> [MATERIAL PROVIDED]:
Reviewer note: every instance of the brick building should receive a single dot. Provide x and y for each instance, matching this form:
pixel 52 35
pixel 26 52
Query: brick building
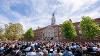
pixel 53 31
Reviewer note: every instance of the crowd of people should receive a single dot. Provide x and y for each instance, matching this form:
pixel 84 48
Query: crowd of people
pixel 44 48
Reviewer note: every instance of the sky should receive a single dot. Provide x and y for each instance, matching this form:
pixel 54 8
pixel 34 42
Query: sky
pixel 34 13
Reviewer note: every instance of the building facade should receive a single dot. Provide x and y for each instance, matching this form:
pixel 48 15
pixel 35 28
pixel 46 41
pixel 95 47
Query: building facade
pixel 53 31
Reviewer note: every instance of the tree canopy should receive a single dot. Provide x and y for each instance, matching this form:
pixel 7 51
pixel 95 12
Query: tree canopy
pixel 68 30
pixel 29 35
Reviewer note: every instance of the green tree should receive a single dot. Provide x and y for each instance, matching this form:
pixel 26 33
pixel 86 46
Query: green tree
pixel 29 35
pixel 13 31
pixel 89 27
pixel 68 30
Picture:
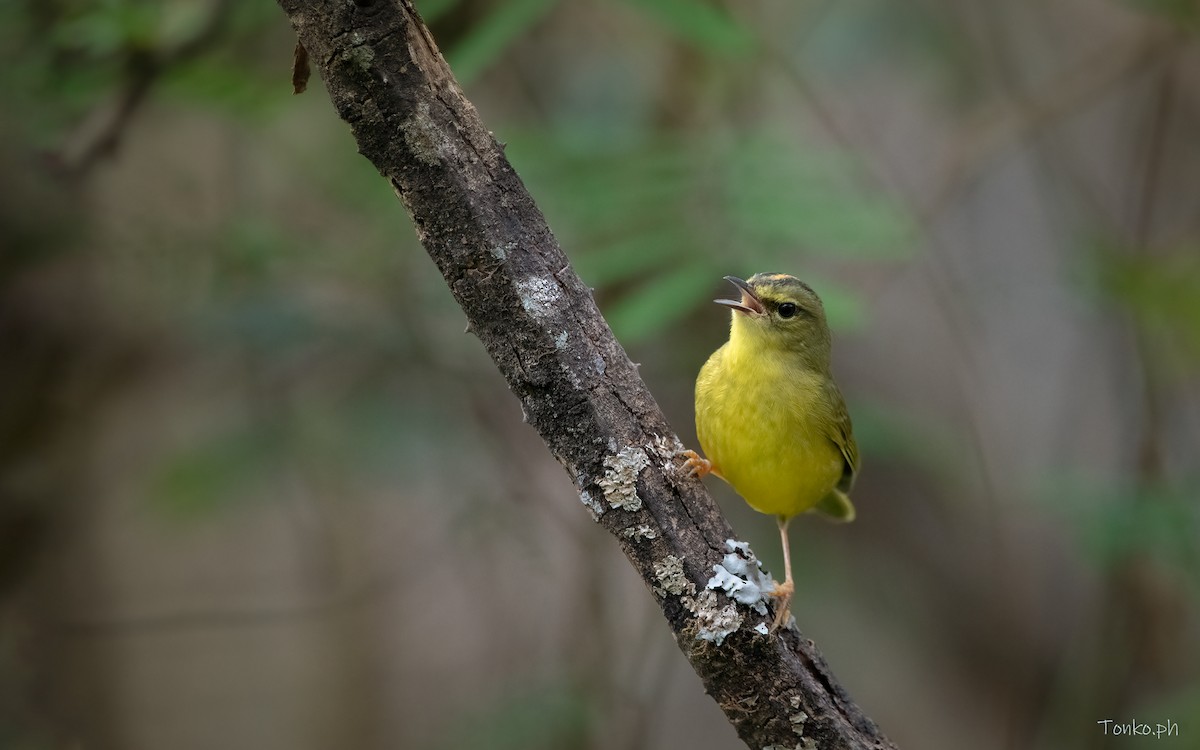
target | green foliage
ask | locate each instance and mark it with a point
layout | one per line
(1185, 13)
(707, 25)
(1161, 291)
(490, 39)
(659, 222)
(1116, 523)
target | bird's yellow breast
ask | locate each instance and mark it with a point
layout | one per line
(765, 424)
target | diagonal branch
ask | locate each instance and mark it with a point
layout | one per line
(576, 385)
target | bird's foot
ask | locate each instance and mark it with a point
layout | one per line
(696, 466)
(783, 592)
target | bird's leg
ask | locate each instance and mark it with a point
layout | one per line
(696, 466)
(784, 591)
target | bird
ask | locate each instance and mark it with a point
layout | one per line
(769, 417)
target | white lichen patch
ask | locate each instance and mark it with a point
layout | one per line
(539, 297)
(593, 504)
(669, 449)
(426, 139)
(501, 252)
(741, 576)
(713, 622)
(672, 580)
(642, 531)
(619, 480)
(798, 721)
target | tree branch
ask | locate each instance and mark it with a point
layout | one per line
(576, 385)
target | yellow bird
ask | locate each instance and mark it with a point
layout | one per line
(769, 415)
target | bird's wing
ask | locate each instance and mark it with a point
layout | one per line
(841, 432)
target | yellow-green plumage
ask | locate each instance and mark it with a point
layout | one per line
(768, 414)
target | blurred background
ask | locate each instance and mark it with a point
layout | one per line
(258, 490)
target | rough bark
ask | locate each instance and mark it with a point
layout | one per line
(576, 385)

> [EXERCISE DESCRIPTION]:
Tally the lines of the records that hold the word "bird" and output only the total.

> [WRITTEN SOLUTION]:
6